» Job:
How many lines of the records contain the string "table"? Reply with the number alone.

» Records supplied:

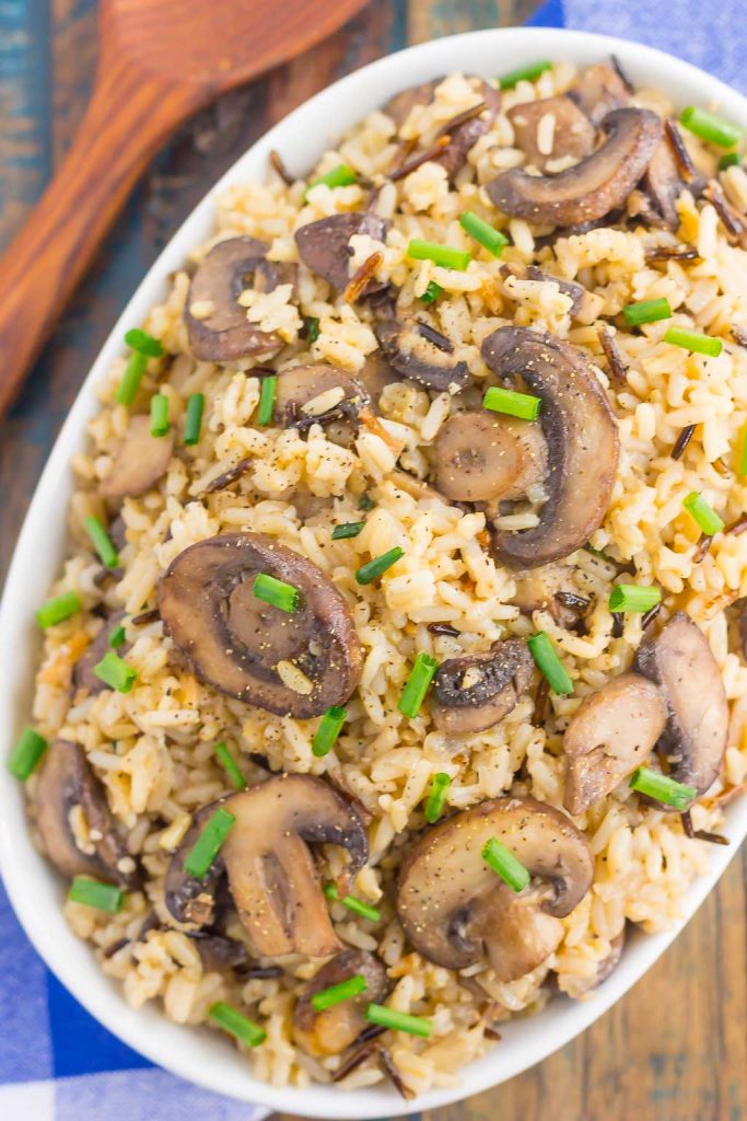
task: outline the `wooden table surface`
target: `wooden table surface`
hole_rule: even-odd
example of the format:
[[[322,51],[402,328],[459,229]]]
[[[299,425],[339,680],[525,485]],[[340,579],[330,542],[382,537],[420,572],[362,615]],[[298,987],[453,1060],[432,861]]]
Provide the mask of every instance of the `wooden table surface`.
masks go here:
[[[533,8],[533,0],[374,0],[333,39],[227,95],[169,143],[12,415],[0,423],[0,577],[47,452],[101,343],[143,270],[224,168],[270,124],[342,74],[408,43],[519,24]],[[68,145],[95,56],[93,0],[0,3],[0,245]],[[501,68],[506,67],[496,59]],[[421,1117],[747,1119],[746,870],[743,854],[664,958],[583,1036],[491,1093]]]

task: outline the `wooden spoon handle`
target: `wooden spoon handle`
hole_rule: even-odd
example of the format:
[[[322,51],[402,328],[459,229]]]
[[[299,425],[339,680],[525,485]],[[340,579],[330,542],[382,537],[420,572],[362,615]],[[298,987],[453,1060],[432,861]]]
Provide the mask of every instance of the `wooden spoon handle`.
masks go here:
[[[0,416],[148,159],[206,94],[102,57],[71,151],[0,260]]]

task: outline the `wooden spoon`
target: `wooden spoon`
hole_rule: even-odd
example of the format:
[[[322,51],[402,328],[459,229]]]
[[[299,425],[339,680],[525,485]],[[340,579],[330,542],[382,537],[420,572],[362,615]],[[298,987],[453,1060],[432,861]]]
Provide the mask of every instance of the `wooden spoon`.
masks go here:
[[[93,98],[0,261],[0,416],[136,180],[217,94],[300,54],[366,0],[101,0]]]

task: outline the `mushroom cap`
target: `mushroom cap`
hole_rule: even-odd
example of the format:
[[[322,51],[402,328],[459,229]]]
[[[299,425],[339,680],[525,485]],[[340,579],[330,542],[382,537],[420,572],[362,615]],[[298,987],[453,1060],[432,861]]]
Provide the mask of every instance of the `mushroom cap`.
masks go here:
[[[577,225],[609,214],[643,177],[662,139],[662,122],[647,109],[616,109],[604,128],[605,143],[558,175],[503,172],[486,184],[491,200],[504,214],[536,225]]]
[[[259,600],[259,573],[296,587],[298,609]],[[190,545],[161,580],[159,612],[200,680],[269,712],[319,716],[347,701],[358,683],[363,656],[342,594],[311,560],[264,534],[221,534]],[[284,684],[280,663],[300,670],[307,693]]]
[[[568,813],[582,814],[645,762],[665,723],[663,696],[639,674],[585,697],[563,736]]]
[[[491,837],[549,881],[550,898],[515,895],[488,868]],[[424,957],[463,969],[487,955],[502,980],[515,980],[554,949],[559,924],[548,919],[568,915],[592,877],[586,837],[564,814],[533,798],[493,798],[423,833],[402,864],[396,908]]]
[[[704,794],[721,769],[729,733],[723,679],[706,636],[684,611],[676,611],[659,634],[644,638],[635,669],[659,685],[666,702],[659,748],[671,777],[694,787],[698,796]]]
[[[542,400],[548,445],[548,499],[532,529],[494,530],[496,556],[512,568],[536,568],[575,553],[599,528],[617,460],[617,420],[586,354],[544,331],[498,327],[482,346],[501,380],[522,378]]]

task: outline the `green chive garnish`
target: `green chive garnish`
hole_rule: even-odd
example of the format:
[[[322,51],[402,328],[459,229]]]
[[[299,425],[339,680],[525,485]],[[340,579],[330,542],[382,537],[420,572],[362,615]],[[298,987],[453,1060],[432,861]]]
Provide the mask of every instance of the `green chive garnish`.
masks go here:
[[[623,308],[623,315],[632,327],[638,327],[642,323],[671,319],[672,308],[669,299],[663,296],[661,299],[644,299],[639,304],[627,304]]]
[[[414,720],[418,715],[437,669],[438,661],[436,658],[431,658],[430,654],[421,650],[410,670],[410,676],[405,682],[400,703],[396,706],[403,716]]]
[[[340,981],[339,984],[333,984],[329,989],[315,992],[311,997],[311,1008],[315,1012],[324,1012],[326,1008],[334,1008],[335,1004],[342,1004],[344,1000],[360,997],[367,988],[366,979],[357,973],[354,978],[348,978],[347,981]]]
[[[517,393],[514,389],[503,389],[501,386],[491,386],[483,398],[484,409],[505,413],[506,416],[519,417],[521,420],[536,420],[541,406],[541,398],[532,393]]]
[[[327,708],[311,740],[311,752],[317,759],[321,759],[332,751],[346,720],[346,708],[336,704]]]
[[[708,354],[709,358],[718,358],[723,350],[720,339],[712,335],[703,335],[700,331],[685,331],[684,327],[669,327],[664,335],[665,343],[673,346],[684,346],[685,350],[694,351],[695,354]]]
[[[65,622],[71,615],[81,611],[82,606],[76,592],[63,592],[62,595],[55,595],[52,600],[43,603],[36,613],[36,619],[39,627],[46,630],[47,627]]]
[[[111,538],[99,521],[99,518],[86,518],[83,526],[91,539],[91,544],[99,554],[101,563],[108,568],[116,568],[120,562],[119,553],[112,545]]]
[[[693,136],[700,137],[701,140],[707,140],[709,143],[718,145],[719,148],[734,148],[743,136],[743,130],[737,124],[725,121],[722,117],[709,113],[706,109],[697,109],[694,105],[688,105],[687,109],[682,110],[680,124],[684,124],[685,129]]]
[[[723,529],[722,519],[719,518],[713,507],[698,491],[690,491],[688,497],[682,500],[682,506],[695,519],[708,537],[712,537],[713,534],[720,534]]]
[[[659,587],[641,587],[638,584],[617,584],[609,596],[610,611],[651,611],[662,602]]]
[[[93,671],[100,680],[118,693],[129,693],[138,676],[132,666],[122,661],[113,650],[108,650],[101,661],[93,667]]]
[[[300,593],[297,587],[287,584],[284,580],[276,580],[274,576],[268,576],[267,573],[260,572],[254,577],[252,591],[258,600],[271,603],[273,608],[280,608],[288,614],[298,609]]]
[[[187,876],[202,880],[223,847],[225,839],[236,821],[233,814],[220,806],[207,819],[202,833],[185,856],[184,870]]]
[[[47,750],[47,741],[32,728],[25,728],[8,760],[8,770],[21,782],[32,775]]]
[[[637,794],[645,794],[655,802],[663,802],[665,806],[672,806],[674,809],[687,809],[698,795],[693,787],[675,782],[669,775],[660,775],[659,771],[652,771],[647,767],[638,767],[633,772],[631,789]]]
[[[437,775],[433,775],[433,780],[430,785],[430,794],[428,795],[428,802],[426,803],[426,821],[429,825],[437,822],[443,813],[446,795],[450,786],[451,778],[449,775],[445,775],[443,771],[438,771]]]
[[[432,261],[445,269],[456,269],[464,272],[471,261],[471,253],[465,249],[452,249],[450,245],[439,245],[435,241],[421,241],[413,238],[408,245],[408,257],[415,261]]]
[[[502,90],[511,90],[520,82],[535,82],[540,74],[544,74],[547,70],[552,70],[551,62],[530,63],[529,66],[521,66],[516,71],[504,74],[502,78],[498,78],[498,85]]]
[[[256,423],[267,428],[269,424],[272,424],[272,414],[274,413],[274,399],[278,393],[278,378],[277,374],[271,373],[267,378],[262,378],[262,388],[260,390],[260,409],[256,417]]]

» The response:
3